▶ [Source]:

====

This Item inserts a definition of in contempt of the Authority in subsection 4(1). It will have the meaning given by proposed section 34A (see Item 67).

Item 67

This Item inserts four proposed sections dealing with contempt.

Contempt of the Authority

Proposed section 34A provides that a person is in contempt of the Authority if he or she:
• obstructs or hinders the Authority or a member in the performance of the functions of the Authority; or
• disrupts a hearing; or
• when appearing as a witness, refuses or fails to take an oath, make an affirmation or answer a question when required to do so.

Supreme Court to deal with contempt

Proposed section 34B provides that if the Authority is of the opinion that a person is in contempt of the Authority, the Authority may apply to the Supreme Court in the State or Territory in which the Authority is holding the hearing, for the person to be dealt with by that Court in respect of the contempt. The provision also provides that the application must be accompanied by an affidavit that sets out the grounds for making the application and the evidence in support of the application.

In addition, if, after considering the affidavit, any evidence for the Authority and any evidence for the person, the Court finds that the person was in contempt and did not have a reasonable excuse for being in contempt, the Court may deal with the person as if the person were in contempt of that Court.

Person may be detained

Proposed section 34C provides that if the Authority intends applying to the Court under proposed section 34B, then during the hearing concerned, the Authority may direct a member of a law enforcement agency (defined in subsection 4(1)) to detain the person for the purpose of bringing the person before the Court. If the person is detained, proposed subsection 34C also provides that the Authority must apply to the Court under subsection 34B, and the person must be brought before the Court, as soon as practicable. However, the Court may release the person on condition that she or he will appear before the Court in relation to the matter. The Court may also impose additional conditions on the release of the person such as, surrendering his or her passport, making undertakings as to living arrangements and reporting requirements. Furthermore, the Court may vary or revoke any condition.

Authority may withdraw contempt application

Proposed section 34D enables the Authority to withdraw the contempt application at any time and if a person is in detention under proposed section 34C, he or she must be released immediately.

Item 68

This Item adds proposed subsection 35A(2), which provides that if a person is dealt with under proposed subsection 34B(1) in relation to being in contempt of the Authority, then the person is not liable to be prosecuted for an offence in respect of the same conduct. The provision also provides that if a person is prosecuted for an offence in relation to that conduct, then he or she must not be dealt with under proposed subsection 34B(1) in respect of that same conduct.

The proposed contempt regime will overlap with existing criminal offences relating to obstruction of the Authority, so that the most appropriate enforcement tool can be employed in a given case. However, once a person’s conduct has been dealt with by one route, proceedings under the other will be barred, consistent with the 'double jeopardy' rule fundamental to Australian criminal law and reflected in section 4C of the Crimes Act 1914.

====

▶ [Data]:
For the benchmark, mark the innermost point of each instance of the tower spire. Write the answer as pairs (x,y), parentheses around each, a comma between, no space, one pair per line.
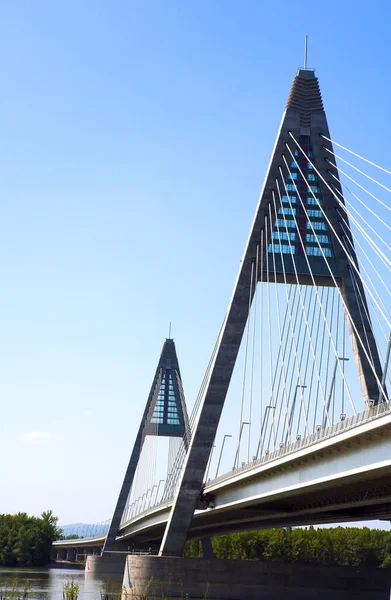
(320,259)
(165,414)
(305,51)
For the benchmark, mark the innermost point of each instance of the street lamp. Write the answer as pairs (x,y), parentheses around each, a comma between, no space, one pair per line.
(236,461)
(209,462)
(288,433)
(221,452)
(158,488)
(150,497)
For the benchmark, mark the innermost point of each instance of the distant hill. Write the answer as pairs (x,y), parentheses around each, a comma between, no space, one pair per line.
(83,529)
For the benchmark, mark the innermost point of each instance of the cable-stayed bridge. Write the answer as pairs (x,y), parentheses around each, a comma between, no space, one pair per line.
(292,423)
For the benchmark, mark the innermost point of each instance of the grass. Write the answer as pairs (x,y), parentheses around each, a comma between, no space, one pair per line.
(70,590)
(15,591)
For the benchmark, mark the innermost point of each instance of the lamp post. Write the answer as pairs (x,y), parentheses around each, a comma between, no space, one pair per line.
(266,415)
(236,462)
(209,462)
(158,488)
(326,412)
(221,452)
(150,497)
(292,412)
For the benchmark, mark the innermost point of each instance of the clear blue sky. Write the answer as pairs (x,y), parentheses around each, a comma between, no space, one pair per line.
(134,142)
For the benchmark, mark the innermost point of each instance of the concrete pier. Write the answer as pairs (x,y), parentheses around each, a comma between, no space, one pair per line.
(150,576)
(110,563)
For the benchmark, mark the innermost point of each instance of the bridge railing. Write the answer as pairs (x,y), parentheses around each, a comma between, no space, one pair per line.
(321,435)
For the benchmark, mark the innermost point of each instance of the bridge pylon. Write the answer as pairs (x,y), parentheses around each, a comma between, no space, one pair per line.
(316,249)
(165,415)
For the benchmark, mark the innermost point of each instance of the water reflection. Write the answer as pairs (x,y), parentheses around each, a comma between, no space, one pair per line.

====

▶ [What you have to do]: Can you copy the passage of the text on contempt of the Authority from "The proposed contempt" to "Crimes Act 1914.", word for word?

▶ [Final result]:
The proposed contempt regime will overlap with existing criminal offences relating to obstruction of the Authority, so that the most appropriate enforcement tool can be employed in a given case. However, once a person’s conduct has been dealt with by one route, proceedings under the other will be barred, consistent with the 'double jeopardy' rule fundamental to Australian criminal law and reflected in section 4C of the Crimes Act 1914.